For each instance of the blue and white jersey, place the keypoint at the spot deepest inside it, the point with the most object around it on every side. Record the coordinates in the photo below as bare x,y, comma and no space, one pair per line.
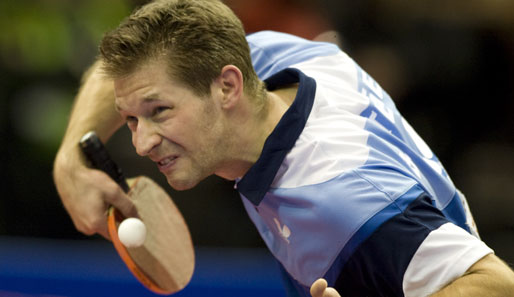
345,189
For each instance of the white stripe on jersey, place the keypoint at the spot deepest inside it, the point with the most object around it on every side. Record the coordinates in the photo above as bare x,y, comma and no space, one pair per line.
444,255
334,139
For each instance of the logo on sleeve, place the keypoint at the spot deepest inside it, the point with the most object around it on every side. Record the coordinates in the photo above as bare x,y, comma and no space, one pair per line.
283,230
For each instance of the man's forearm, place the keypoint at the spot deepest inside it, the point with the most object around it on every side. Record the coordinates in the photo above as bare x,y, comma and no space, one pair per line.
93,110
488,277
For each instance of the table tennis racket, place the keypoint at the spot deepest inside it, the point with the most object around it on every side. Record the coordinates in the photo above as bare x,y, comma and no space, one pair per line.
165,262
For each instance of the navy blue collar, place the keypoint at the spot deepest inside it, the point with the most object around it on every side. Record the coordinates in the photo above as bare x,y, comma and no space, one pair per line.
259,177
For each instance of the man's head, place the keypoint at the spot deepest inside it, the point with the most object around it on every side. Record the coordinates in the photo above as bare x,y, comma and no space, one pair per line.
196,38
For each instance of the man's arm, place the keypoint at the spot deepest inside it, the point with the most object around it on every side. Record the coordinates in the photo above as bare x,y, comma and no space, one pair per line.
490,277
86,193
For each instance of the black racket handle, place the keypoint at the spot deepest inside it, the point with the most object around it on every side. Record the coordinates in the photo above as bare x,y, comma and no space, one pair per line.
99,158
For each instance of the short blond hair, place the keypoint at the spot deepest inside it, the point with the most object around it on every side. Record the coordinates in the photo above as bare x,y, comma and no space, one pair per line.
197,38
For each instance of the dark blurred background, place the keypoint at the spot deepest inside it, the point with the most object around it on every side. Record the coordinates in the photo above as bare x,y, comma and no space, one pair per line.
449,66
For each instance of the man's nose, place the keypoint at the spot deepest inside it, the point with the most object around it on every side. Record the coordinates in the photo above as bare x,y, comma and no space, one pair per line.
145,138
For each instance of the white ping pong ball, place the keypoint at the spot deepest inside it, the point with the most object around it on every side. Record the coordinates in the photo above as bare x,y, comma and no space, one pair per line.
132,232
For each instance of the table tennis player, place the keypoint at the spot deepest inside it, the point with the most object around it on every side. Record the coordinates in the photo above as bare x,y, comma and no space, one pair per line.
336,181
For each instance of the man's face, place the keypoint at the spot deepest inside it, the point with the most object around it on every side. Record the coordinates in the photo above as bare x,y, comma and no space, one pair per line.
180,131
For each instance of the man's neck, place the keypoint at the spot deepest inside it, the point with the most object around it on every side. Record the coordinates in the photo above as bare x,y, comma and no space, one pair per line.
250,131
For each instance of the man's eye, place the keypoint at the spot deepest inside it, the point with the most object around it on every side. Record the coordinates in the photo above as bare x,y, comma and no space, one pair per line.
160,109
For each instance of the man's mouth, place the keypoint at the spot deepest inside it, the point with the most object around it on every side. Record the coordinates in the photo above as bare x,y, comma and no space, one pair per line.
166,163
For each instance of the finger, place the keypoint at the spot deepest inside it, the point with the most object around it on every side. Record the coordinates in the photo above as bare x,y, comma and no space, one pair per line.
121,201
318,287
331,292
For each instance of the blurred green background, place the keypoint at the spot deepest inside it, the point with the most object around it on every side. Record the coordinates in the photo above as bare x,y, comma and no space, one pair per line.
449,66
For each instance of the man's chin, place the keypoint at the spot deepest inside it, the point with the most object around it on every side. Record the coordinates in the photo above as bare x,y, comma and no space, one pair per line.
181,185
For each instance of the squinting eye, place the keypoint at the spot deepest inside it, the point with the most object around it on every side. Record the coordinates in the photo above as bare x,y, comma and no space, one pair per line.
160,109
131,121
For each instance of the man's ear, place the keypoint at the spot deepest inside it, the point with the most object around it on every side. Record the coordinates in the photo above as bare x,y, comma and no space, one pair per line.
230,83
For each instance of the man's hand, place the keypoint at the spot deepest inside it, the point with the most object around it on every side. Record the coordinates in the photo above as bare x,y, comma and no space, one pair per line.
86,194
319,289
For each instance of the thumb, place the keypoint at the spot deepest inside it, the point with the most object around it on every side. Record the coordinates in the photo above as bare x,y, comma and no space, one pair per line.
331,292
120,200
318,288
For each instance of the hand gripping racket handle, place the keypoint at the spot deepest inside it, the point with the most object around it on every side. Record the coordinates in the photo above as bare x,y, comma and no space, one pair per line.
97,155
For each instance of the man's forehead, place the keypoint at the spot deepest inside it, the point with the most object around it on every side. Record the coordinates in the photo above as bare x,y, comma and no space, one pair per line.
121,105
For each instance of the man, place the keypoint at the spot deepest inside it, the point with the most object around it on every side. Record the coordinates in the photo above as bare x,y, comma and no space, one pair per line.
338,184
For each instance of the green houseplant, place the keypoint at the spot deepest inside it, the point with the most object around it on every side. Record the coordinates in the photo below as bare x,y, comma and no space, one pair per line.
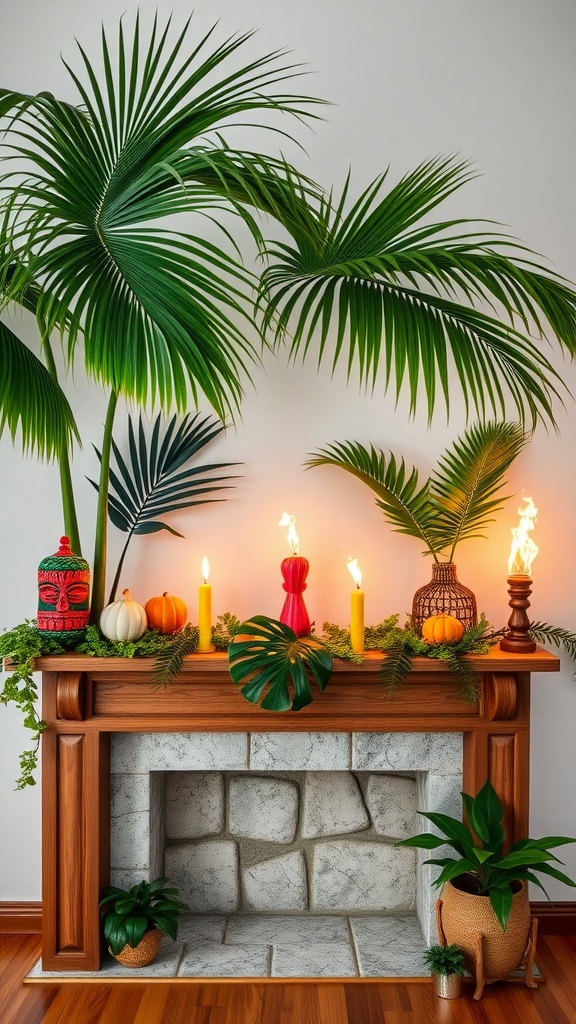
484,887
84,245
447,966
139,915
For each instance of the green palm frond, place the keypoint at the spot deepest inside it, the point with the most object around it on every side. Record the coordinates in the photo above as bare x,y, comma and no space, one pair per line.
456,503
406,503
31,400
466,484
161,311
156,480
410,298
556,636
270,658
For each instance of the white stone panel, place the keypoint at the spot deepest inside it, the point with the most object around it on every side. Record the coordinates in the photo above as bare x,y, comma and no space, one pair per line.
350,876
179,752
441,752
279,884
206,875
392,802
262,808
332,804
299,751
194,804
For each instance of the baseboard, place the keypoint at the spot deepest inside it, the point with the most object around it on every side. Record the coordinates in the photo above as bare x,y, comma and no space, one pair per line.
15,918
554,919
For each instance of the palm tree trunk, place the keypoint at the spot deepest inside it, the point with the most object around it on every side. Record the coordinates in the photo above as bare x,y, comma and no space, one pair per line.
67,489
98,568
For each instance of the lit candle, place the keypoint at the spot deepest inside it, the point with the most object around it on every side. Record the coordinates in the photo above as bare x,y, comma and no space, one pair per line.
205,611
294,571
357,609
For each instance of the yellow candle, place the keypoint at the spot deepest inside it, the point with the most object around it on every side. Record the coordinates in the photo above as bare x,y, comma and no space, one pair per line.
205,611
357,609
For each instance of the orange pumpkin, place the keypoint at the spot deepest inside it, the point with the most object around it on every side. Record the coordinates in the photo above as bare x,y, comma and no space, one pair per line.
167,613
442,629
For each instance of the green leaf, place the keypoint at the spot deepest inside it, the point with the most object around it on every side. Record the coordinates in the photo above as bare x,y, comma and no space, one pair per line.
373,283
271,659
501,900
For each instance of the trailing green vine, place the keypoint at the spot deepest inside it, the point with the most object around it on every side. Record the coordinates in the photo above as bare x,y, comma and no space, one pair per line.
25,643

——————

Retype everything in the entries above exactly. The pictures are to be omitted.

For each instance of the blue and white jersey, place the keypoint at the spot deepest inside it, the point with the most object around it on every side. Record the coordinates in the photo below as bare x,y, comma and no space, one pair per line.
345,189
For each instance of the white stripe on jersey, place the keypoint at the spot deepest inside it, the point with the most object around it on every side. Record the coordinates in the photo above as bare x,y, comma and no space, one pair per line.
444,255
334,139
For each instance of the logo on sleeve, place the keypoint at the spot deepest inside it, the point with the most object around it on every side. Record the coordinates in the photo above as bare x,y, comma and no space, one pair per line.
283,230
For each instance of the man's forearm, place the keypoint at the spot deepest inside it, the point with the most object around it on every side. Record the coordinates in the photo above as bare x,y, comma and no space, one pair per line.
93,110
488,277
For each instance of the table tennis racket, place the keypoint at the spot deepest inside it, the point with the most object around it on every side. Record the coordinates in the photo above as bare x,y, comma and no space, one pair per line.
165,262
For each instance of the navy blue collar, place the keypoint at the spot deepest inside it, the point with the most object around it on every side. Record the coordinates in the photo above as bare x,y, comma and no space, one pair per line.
259,177
For each instance of the man's head, place the keypoint at the spot deepest inside it, the point with the most object around it on every side. Record the coordinates in the photo above as bare x,y, comma and no space, one pair per line.
196,38
For each instance of the man's arm, place the keypoint at the spot deepest inside it, the point with the most object around it on every side. Record the coordinates in the photo above as bare x,y, comma and no space, one pair per line.
490,277
86,193
For each instance of the black racket handle, place the keypoint at the spot deepest inside it, the point with the most object around it on every side. Record the coordinates in the photo above as bare x,y, comma and no space, one pair per line.
99,158
For each instance of the short blond hair, place the keypoint at the spot deepest inside it, the point with the most object around it on every side. Record the coordinates in the photo above as bare x,y, comma and no space, one pair per line.
197,38
For each instance of the dark blurred background, place the keypoint at the spot deepest inside it, the point with the most object around it on every side. Record the coordinates in the photo above as bare x,y, comma and no space, one pair per line.
449,66
For each instance of the man's nose, place the keypoint at the spot deepest inside it, the point with the most object around it on every side. Record the coordinates in the photo above as bare x,y, comma and no space, one pair per line.
145,138
For each instance of the white ping pong ball, place the keypoint at the spot deepest inside it, the point with the most object around it on every side. Record the coordinates in the photo above as bare x,y, comma and no space, one pair per line.
132,232
For each instance of the table tennis player, place the keypoint at the spot deepest inside it, the point with the most object around it on every side. Record the coordinates in the photo above as bare x,y, comma and no space, one pair per line.
336,181
For each instance of the man's face, place the keypoint at the spot deepest inside it, the point with the most object around it on every side. Record the coordinates in the photo above as bare x,y, comma and no space, one pair per line.
180,131
For each instance of the man's neck, place the keypoint at the spot deepest inside it, the point with the most object around it on every side. Record the coordinates in the photo above as bare x,y, comma and no space, one pair per line.
250,131
For each instance of the man's eye, place the keypoint at the spot deepest inside it, the point with the most object around it on every side. Record the coordinates in the photo above as bare x,y, comma and no space, one pair per line.
160,109
For each instance of the man's mouth, place the keypoint at the spot deepest inside it, the point with the most object around it on every side. Record the coordinates in the photo above as bare x,y, comma and no space, one pair per line.
166,163
For each instance of the finger, place the keypoint at the spot deepest inside it, the point with the most object around it on every side. Record the coordinates in the photo above as bare x,y, comma and no space, one pair per line.
121,201
318,287
331,292
For each instance of the blurred green background, place the keypoint at the spot deepest inside it, the point with the most object around it on every side. Record the coordinates in the photo above as bare x,y, comma and no space, one pair per line.
449,66
For each instance of the man's chin, place the keypoint at the spot deepest inside it, the point with the most object around it on every side. Record the coordinates in the photo above as bare x,y, comma and no space, one pair per line.
181,185
For each instance of the squinting eye, place the keypoint at the spot deepest inside it, the point with the most object around it on every side. Record the coordinates in the photo above as bare x,y, comma and no space, one pair per line.
160,109
131,121
For each instance of the man's ear, place the keypoint at the spot deepest inside it, the point with the most object around it on every side. Record the coordinates in the photo above as bare x,y, comma and no space, one pair per line.
230,83
For each instance of the man's hand, place the keypoint at the spot deepest inside it, the point with the most object around it on every side. Record the coordinates in the photo above as bare x,y, comma and no space, one pair per line.
86,194
319,289
For each instance of the thumb, place the keypoint at the spot deepest inside it, the point with the most object around it on every side. Record the coordinates in the photo above as bare x,y, comma and no space, one pair per line.
331,292
120,200
318,288
For each instance of the hand gripping racket handle, place the keypoint at the spot deepest inside it, the point with the most object around it on every side. Record the coordinates in the photo above as bare x,y, comma and no space, one pair per line.
97,155
For each instance of the man's forehead, place the keypoint at the spot deepest inside it, the point with the most object around it on every side. Record the coordinates in the photo above as bare x,y, comma and no space, one pair per line.
121,105
For each instance of the man, place the keypoint at the spot deepest inside it, the point with the most object around it on every side. Record the coordinates in the photo above as bare x,y, comma and no space, one pair per line.
338,184
For each instance of the green houseplant, place the keypoint at the spot deepest inside it, the point with the most object around it on every side. Record the coordinates in the photo below as bare x,y, comma and no space, one pair per line.
484,887
84,245
447,966
139,915
For each instance of the green palm frond, place the keypoint at the spot deepest inside it, the point with the most object around it on every side. Record the coordinates in the photo above as bare x,y, comma and no space, one pair per line.
456,503
406,503
31,400
466,484
161,311
156,480
410,298
556,636
270,658
For each instance of the white stone panel, place the keypoint at the spot deepest inside it, the point with the most object around it on every side. Record the coordinates in the photo above as bare x,y, comma and no space, one pair per line.
350,876
179,752
441,752
279,884
206,875
392,802
262,808
332,804
299,751
194,804
For each instance of the baseboard, place the keypoint at the spot deepest inside it, the point with the most object around it on every side. Record the coordinates in the photo above as bare x,y, comma and no space, one pair per line.
15,918
554,919
For each instance of the palm tree trunk, place the keypoint at the spot deepest inside it, the point with the most object around it on every side. Record the coordinates in the photo above as bare x,y, comma and no space, one pair per line.
67,489
98,568
For each instance of the lit candle, place the keypoint at the spot deepest inside it, the point with the most object around it on every side. Record the coordinates in the photo above as bare x,y, comma and no space, one pair per line.
205,611
294,571
357,609
For each instance of the yellow candle, place the keypoint at the spot deepest inside it, the point with the most object around it on every side. Record the coordinates in the photo above as bare x,y, comma and no space, one pair per line.
205,611
357,609
For each instance of the orange pumpkin, place the keypoint at the spot deepest inside it, the point with the most object around it on every side. Record the coordinates in the photo above as bare x,y, comma and no space, one pair per line.
167,613
442,629
For each instance of the green leaf, place the keypoint at the spot deepest inside it, the point with the most object around it on every side. Record the coordinates in the photo above as bare x,y, comma and no space, one pair per line.
373,283
271,659
501,900
For each instance of the trailing green vine, place the keypoint at the spot deepest inside it, the point with the most object around it on every side. Record the coordinates in the photo above as bare x,y, comma and no space, one pair per line.
25,643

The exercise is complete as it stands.